**LA CONSIGNE:** Extrayez, sans la moindre modification, le passage du texte sur le retour des migrants en situation irrégulière qui commence par « En plus, si » et se poursuit jusqu'à « commis un crime. ».

**PASSAGE DU TEXTE:**
***

C’est juste qu’ils doivent rentrer dans leurs pays, et… redemander des papiers pour revenir de manière légale. S’il obtient un emploi par exemple, la France pourrait l’accueillir de nouveau. C’est juste une question de « politesse », si vous voulez, et de « bienséance » entre les Etats. C’est aussi une forme de logique. Il faut que chaque migrant en situation irrégulière retourne dans son pays pour redemander à retourner dans le pays dans lequel il est en situation irrégulière.
En plus, si on attrape un migrant irrégulier, c’est qu’il s’est fait remarquer, d’une manière ou d’une autre, par la police. C’est-à-dire on attrape généralement des personnes qui ont commis un crime, un délit, un fiché S. il serait incompréhensible que l’Etat refuse d’accepter son ressortissant, s’il a commis un crime.

***

Lignes d'un jeu de données
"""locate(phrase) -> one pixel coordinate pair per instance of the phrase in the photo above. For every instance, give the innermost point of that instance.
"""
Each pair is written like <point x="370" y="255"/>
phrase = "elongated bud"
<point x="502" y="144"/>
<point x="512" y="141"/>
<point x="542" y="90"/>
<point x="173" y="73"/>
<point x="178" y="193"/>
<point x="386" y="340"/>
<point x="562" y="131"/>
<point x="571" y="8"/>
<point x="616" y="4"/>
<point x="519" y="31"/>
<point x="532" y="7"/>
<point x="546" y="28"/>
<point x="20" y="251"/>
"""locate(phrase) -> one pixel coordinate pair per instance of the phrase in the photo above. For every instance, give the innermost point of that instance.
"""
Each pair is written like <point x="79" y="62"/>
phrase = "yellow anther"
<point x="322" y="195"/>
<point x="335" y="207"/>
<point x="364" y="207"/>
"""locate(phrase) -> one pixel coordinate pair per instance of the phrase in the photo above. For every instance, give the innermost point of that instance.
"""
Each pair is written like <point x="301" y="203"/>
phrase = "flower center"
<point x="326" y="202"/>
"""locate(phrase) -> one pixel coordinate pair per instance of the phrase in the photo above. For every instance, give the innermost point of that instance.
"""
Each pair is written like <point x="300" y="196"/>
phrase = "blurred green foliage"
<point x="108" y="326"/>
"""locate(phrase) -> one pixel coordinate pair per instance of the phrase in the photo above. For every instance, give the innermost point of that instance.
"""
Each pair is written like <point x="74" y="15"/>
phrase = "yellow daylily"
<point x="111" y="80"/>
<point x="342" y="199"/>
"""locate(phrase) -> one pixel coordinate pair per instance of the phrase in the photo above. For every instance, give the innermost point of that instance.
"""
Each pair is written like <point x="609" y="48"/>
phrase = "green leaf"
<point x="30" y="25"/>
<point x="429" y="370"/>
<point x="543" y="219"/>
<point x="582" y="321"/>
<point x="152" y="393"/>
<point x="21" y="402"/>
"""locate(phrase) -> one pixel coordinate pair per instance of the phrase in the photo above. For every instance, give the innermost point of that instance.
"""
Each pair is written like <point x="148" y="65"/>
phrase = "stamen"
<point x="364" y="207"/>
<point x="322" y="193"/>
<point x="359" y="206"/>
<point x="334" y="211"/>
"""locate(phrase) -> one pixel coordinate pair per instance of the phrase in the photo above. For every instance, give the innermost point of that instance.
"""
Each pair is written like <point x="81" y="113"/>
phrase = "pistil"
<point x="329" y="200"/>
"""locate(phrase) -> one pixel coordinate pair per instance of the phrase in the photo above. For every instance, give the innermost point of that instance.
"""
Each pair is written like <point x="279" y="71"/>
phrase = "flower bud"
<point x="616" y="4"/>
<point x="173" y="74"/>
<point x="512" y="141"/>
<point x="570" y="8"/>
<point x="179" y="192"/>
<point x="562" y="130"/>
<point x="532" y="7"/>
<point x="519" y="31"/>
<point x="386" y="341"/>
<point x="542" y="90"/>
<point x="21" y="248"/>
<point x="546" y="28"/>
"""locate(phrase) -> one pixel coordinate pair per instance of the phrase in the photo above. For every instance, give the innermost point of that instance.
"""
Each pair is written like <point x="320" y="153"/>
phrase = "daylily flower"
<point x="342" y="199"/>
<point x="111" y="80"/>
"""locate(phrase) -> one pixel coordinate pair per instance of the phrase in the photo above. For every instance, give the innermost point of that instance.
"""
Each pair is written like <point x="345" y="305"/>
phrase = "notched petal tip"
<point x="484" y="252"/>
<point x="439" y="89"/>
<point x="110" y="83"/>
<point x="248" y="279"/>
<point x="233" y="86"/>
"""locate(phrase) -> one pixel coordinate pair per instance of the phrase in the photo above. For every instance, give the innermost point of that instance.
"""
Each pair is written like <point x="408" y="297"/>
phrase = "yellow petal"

***

**RÉSULTAT DE L'EXERCICE:**
En plus, si on attrape un migrant irrégulier, c’est qu’il s’est fait remarquer, d’une manière ou d’une autre, par la police. C’est-à-dire on attrape généralement des personnes qui ont commis un crime, un délit, un fiché S. il serait incompréhensible que l’Etat refuse d’accepter son ressortissant, s’il a commis un crime.